* TO DO
1 – Update the stretch of the passage on the Supreme Court's spring 2020 term from "The long and" through "with arbitration issues.", replacing "arbitration" with "mediation".
2 – According to the passage on the Supreme Court's spring 2020 term, in how many of West Virginia's counties did the chief justice's administrative order declare a judicial emergency?

* TEXT UNDER STUDY
== Segment start ==

With the coming of the covid-19 pandemic, the Supreme Court’s work during the spring 2020 term was profoundly affected. The chief justice entered an administrative order on March, 2020 declaring a judicial emergency in all 55 of West Virginia’s counties. Courthouse doors were closed. All in-person judicial proceedings were suspended. Filing deadlines and statutes of limitations were stayed.
Oral arguments that were scheduled for March, 2020 were cancelled. In April, however, the Supreme Court began hearing arguments via remote technology in time-sensitive cases, including criminal cases and abuse and neglect cases. By embracing technology, the Court was able to hear most—but certainly not all—of the cases that it had docketed. Some of the cases that were not argued were submitted on the briefs. Others, however, will have to be rescheduled in the fall term.
The long and the short of it is that there were fewer cases decided this term than usual. But there were still plenty of opinions that are important for attorneys who are engaged in a litigation practice. That is especially true when it comes to arbitration. Recently, arbitration has become a hot button issue. With the “federalization” of arbitration law, defeating an arbitration clause in a contract has become more difficult. But it is not an insurmountable task. The cases decided during the spring 2020 term help us to navigate the law and equip us to effectively deal with arbitration issues.

== Segment end ==

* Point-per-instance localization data
== Segment start ==

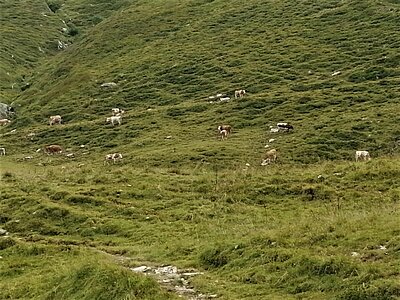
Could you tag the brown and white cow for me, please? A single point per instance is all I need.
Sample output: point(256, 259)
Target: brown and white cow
point(52, 149)
point(240, 93)
point(55, 120)
point(362, 155)
point(114, 119)
point(117, 111)
point(224, 131)
point(114, 157)
point(270, 156)
point(4, 122)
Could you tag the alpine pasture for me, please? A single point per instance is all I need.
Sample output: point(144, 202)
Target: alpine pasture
point(314, 224)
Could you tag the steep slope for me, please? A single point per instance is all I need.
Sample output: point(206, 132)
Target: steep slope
point(173, 55)
point(315, 225)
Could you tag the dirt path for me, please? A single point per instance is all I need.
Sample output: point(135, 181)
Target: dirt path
point(171, 278)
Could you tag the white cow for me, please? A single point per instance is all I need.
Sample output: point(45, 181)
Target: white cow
point(114, 120)
point(55, 120)
point(362, 155)
point(269, 157)
point(240, 93)
point(114, 157)
point(117, 111)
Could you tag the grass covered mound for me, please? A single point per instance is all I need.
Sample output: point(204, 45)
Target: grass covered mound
point(321, 231)
point(315, 225)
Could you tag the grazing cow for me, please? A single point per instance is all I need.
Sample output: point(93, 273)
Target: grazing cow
point(51, 149)
point(224, 134)
point(269, 157)
point(240, 93)
point(117, 111)
point(55, 120)
point(362, 155)
point(284, 126)
point(114, 157)
point(227, 128)
point(114, 120)
point(4, 122)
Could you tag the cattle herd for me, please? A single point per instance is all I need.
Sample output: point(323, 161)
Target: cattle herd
point(223, 130)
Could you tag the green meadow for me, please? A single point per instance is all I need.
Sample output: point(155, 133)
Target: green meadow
point(314, 225)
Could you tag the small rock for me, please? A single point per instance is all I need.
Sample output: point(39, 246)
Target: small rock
point(141, 269)
point(109, 84)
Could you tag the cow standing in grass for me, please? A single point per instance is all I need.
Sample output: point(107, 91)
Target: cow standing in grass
point(224, 131)
point(269, 157)
point(114, 120)
point(114, 157)
point(362, 155)
point(55, 120)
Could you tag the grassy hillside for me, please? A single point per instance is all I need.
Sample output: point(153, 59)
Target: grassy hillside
point(314, 226)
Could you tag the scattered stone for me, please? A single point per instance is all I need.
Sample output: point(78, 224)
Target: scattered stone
point(109, 84)
point(141, 269)
point(274, 130)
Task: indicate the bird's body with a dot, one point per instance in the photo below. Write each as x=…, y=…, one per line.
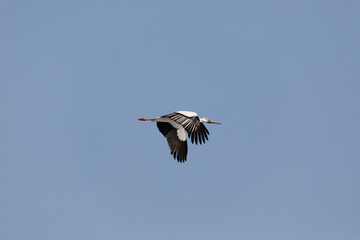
x=173, y=127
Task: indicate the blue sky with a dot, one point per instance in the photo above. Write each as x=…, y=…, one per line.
x=282, y=76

== Segment end ==

* EXPECTED RESULTS
1 –
The long and the short of it is that there were fewer cases decided this term than usual. But there were still plenty of opinions that are important for attorneys who are engaged in a litigation practice. That is especially true when it comes to mediation. Recently, mediation has become a hot button issue. With the “federalization” of mediation law, defeating an mediation clause in a contract has become more difficult. But it is not an insurmountable task. The cases decided during the spring 2020 term help us to navigate the law and equip us to effectively deal with mediation issues.

2 – All 55 of them.